Activity: Return every line from the records below that has the word "matching".

==== Input data

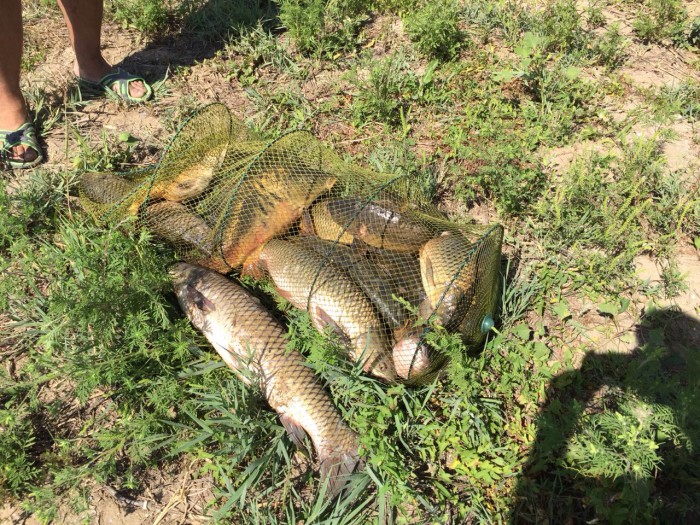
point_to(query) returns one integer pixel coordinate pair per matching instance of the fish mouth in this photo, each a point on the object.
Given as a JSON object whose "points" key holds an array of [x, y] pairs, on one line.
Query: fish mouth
{"points": [[178, 270]]}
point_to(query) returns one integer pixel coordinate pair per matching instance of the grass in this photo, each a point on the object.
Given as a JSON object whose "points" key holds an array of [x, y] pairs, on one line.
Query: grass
{"points": [[105, 383]]}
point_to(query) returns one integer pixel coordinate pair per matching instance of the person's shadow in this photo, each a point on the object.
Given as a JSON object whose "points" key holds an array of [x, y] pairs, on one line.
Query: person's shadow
{"points": [[618, 438], [204, 32]]}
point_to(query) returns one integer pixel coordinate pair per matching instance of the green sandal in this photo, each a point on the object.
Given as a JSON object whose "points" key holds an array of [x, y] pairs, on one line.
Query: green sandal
{"points": [[25, 136], [122, 79]]}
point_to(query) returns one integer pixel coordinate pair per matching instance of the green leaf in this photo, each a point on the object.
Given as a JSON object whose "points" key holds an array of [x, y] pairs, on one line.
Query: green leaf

========

Response:
point_to(query) returns one integer pixel coordinate pair per matching instance of the fish mouth in this photo, each a point on the object.
point_to(query) returns one integer pixel coordinate pair per matching instance of the grass in this photo, each a point on the object.
point_to(query) returns one integer pixel coordinate pair per matching instance of the person's shadow in this photo, each a point on the object.
point_to(query) returns one integer pixel coordinate pair per matching instance of the green sandal in this photo, each a point on the object.
point_to(query) returns one integer pixel coordinate pair per matching instance of the green leaf in this photo, each a point on the object.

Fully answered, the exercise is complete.